[Records from a data source]
== Segment start ==
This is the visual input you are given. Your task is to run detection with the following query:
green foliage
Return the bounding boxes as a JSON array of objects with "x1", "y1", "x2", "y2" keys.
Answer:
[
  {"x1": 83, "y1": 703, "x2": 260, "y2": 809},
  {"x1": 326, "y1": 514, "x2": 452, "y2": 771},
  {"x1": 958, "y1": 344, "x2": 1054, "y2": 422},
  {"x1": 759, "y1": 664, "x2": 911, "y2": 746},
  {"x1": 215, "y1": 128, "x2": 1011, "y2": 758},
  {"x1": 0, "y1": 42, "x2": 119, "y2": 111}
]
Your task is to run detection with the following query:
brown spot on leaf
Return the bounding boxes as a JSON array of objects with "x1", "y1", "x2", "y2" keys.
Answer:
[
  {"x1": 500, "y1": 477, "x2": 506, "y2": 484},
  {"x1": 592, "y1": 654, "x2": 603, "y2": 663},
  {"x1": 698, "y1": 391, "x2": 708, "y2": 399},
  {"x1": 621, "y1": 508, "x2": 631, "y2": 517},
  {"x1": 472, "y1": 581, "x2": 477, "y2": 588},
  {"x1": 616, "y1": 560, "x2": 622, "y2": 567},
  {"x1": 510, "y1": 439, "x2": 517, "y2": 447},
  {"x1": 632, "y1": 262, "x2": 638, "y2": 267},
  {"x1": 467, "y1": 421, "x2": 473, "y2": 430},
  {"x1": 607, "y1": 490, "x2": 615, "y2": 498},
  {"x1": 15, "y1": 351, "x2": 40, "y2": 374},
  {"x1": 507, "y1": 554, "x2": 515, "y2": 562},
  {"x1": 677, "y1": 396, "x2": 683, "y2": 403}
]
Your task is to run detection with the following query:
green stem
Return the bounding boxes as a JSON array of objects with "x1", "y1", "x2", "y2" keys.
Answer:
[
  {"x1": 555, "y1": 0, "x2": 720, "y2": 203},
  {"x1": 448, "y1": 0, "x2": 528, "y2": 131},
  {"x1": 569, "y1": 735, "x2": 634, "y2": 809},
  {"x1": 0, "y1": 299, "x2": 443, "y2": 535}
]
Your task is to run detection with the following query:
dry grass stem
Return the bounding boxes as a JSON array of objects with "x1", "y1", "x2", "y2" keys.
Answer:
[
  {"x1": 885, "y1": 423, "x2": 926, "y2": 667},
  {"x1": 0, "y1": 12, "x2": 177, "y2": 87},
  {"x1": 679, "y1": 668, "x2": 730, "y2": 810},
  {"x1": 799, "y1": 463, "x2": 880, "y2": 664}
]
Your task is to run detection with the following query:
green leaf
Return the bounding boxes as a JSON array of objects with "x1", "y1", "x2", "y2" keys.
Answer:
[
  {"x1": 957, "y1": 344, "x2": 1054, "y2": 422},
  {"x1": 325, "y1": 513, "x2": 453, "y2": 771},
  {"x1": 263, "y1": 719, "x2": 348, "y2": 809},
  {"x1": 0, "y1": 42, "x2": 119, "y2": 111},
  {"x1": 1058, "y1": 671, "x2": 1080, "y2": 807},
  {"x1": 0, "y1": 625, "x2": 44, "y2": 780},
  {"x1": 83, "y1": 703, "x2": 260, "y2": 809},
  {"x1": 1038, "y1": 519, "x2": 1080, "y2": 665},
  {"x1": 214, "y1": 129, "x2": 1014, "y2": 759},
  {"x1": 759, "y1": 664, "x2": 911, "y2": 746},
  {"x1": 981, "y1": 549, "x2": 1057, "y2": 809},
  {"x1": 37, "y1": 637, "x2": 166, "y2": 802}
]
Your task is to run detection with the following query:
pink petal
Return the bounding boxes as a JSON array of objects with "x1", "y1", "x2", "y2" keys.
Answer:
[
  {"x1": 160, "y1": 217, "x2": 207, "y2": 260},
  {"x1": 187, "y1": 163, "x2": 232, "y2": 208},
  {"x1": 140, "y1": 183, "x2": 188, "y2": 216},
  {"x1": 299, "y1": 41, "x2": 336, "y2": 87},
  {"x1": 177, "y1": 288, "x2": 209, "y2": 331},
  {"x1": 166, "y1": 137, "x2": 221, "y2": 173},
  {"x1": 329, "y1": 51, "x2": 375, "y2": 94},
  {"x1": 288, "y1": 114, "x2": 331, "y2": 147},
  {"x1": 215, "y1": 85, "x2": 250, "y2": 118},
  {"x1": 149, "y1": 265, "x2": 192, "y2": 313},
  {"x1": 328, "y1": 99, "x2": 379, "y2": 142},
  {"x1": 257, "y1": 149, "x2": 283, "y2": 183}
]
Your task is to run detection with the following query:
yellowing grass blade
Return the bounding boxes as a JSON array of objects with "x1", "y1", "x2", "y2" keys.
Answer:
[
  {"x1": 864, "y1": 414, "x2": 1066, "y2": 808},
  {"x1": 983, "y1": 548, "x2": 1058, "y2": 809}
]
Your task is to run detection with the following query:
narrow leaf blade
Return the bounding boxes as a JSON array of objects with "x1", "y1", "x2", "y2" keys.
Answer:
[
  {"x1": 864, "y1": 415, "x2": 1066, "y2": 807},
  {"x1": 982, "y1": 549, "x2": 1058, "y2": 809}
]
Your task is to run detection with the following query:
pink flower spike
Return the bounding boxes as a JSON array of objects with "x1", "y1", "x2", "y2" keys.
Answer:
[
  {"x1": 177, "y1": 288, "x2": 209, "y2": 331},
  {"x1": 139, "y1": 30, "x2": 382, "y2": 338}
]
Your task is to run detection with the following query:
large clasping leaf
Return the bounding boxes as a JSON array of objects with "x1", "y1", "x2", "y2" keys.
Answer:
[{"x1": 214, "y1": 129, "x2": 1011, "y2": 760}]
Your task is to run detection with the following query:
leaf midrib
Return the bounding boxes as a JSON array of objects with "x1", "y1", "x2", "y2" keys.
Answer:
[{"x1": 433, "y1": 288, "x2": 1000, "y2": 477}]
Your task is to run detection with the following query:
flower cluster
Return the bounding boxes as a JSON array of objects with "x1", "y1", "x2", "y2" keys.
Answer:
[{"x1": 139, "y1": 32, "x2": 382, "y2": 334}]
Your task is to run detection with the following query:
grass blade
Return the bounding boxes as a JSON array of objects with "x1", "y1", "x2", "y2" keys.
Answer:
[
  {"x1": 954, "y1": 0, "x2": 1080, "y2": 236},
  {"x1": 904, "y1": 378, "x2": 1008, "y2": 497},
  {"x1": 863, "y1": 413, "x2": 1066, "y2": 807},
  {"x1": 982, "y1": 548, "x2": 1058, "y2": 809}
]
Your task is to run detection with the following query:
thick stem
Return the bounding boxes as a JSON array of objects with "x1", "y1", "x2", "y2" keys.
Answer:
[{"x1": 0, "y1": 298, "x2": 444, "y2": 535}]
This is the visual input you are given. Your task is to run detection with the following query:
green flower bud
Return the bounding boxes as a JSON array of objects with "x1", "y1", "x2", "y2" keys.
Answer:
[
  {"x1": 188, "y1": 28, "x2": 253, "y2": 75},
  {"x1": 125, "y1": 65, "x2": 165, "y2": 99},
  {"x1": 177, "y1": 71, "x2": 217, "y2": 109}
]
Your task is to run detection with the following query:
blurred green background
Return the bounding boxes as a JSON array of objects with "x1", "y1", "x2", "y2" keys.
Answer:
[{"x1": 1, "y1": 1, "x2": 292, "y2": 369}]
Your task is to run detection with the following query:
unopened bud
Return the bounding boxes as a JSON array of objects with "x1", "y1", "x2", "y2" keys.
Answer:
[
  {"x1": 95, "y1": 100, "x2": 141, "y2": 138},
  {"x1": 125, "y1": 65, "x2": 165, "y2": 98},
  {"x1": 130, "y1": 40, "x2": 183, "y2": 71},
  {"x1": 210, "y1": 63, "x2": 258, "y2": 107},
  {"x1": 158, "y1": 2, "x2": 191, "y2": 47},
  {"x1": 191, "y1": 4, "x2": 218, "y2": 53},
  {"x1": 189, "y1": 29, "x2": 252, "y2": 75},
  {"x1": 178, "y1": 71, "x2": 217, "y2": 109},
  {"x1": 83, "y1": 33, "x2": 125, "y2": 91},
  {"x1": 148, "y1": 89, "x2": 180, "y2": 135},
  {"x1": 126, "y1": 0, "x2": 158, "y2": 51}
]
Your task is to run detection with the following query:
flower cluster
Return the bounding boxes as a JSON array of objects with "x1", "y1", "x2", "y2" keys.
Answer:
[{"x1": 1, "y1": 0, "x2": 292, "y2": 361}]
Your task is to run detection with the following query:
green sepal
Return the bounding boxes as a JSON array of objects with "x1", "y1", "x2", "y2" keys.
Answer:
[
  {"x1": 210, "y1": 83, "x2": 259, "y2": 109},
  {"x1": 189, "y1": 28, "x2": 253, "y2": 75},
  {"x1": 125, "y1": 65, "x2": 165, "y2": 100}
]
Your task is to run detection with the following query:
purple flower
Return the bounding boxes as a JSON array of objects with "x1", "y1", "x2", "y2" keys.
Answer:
== Segment end ==
** Prompt **
Scan the data above and copy every line with "flower" in it.

** Solution **
pink flower spike
flower cluster
green flower bud
flower cluster
purple flower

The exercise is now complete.